Short problem => Pick out every line of the listing below that contains the word "awning" and copy those lines.

Given entries =>
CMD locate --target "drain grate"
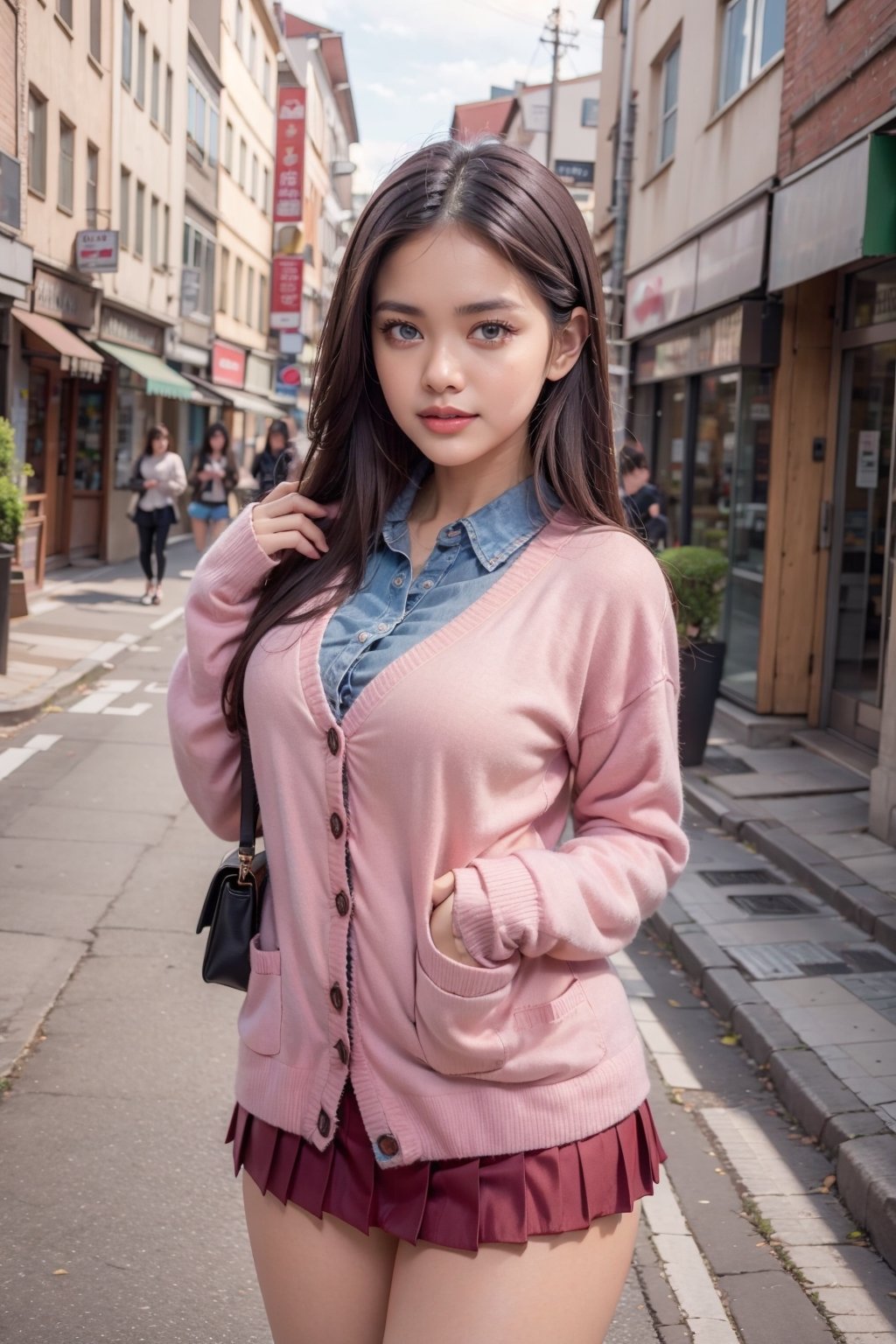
[728,891,816,915]
[697,868,780,887]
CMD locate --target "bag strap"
[236,732,259,886]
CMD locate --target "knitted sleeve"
[452,574,688,965]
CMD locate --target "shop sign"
[211,340,246,387]
[270,256,304,331]
[100,308,163,355]
[31,270,97,326]
[274,88,304,225]
[75,228,118,271]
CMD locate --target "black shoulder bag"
[196,732,268,989]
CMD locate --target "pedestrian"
[130,424,186,606]
[168,138,688,1344]
[186,421,239,555]
[253,421,289,499]
[620,441,669,551]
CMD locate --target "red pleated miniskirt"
[224,1082,666,1251]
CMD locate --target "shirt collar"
[383,458,562,570]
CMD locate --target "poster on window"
[274,88,304,225]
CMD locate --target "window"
[118,168,130,248]
[165,66,175,137]
[135,23,146,108]
[657,42,681,166]
[28,88,47,196]
[56,117,75,215]
[149,47,161,125]
[234,256,243,321]
[86,144,100,228]
[218,248,230,313]
[135,181,146,256]
[149,196,160,266]
[90,0,102,60]
[121,4,135,88]
[718,0,788,106]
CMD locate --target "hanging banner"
[274,88,304,225]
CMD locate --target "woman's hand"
[253,481,339,561]
[430,872,479,966]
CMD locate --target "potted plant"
[658,546,728,765]
[0,416,25,676]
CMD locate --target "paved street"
[0,543,896,1344]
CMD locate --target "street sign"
[75,228,118,271]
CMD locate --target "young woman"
[186,421,239,555]
[130,424,186,606]
[253,421,289,499]
[168,140,688,1344]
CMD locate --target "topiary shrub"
[0,416,25,546]
[657,546,728,645]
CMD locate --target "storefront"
[12,269,110,572]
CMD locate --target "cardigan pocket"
[236,934,284,1055]
[415,937,607,1083]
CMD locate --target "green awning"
[94,340,193,402]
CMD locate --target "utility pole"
[540,4,579,171]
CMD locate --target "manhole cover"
[728,891,816,915]
[697,868,780,887]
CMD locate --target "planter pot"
[10,570,28,621]
[678,641,725,765]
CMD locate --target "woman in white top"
[131,424,186,606]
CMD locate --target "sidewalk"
[0,536,196,729]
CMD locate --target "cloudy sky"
[286,0,603,191]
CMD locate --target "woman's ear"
[544,308,590,382]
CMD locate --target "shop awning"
[95,340,193,402]
[12,308,102,381]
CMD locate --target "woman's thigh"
[243,1172,400,1344]
[383,1203,640,1344]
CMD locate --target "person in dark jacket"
[253,421,289,499]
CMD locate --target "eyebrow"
[374,298,522,317]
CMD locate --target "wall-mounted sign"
[31,269,97,326]
[211,340,246,387]
[274,88,304,225]
[270,256,304,331]
[75,228,118,271]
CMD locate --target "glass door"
[829,341,896,749]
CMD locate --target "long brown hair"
[221,138,625,732]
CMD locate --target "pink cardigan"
[168,508,688,1166]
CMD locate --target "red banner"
[270,256,304,332]
[274,88,304,225]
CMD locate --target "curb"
[646,897,896,1269]
[682,769,896,953]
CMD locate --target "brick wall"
[778,0,896,178]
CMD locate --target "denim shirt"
[319,458,560,722]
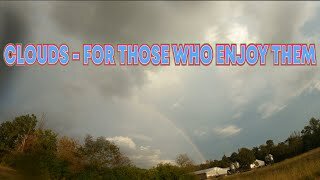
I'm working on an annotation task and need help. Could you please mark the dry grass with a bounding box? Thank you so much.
[225,148,320,180]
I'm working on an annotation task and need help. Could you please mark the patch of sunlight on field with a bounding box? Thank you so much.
[223,148,320,180]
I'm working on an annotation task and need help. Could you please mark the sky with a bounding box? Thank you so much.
[0,1,320,168]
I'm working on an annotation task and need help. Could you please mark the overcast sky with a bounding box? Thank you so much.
[0,1,320,167]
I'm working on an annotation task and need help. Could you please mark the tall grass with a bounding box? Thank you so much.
[225,148,320,180]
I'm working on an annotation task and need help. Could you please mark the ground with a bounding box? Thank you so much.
[223,148,320,180]
[0,165,18,179]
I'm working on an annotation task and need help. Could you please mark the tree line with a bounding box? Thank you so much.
[0,115,194,179]
[0,115,320,179]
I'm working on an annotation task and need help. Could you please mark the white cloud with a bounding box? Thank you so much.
[106,136,136,149]
[213,125,242,136]
[106,136,174,168]
[258,103,286,119]
[193,129,207,137]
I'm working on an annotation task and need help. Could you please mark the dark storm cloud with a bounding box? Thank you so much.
[0,3,27,98]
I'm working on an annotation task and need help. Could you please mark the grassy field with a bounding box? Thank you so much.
[0,165,18,179]
[223,148,320,180]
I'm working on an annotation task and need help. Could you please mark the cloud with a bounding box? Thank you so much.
[106,136,174,168]
[258,103,286,119]
[106,136,136,149]
[213,125,242,137]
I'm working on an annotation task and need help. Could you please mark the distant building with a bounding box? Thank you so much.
[250,159,265,169]
[193,167,230,179]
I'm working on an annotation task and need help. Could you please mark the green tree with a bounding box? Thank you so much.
[0,114,37,157]
[176,154,193,168]
[80,135,131,168]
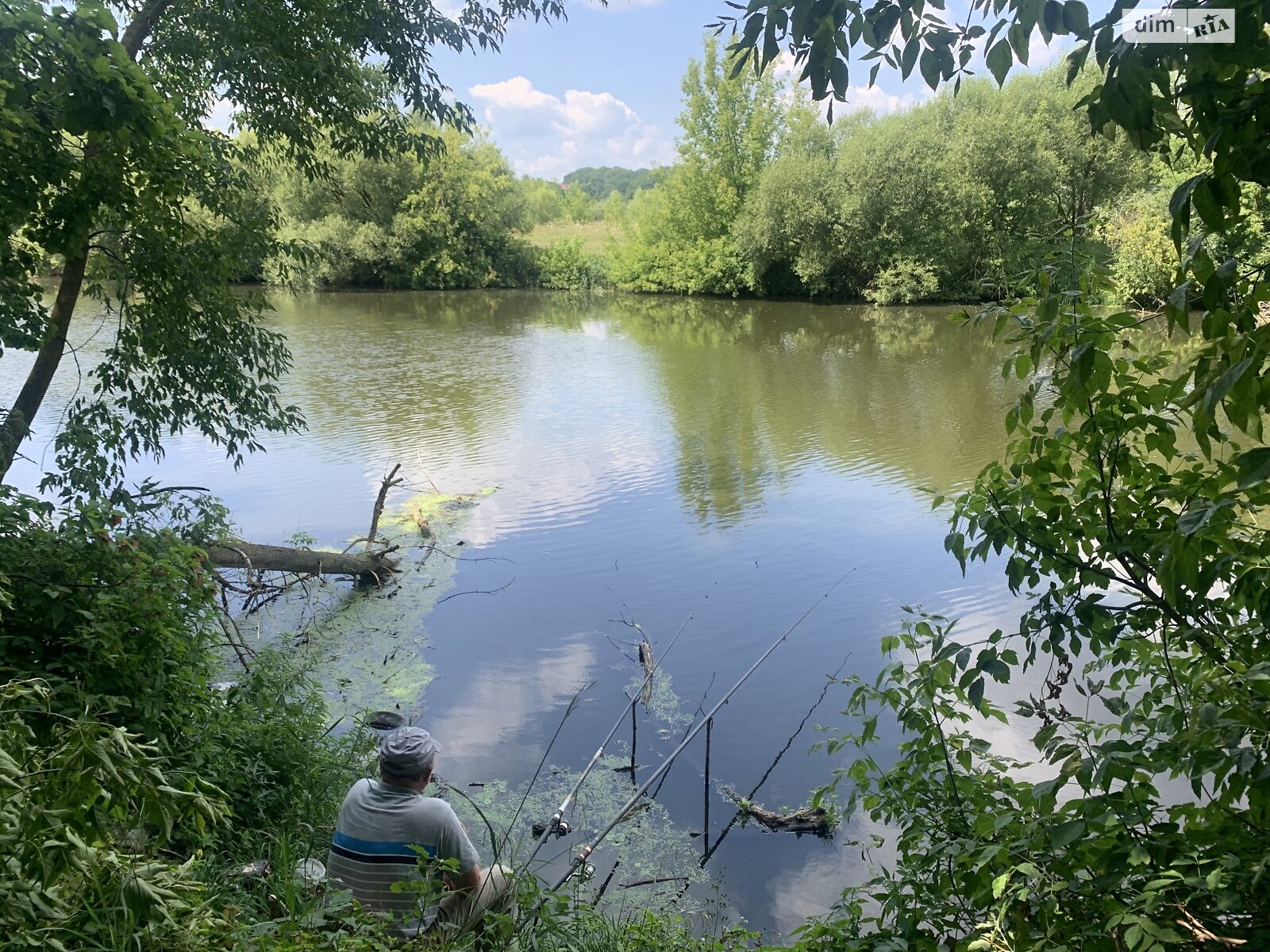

Complete output =>
CMD locate --target "green awning"
CMD locate --target "shop awning"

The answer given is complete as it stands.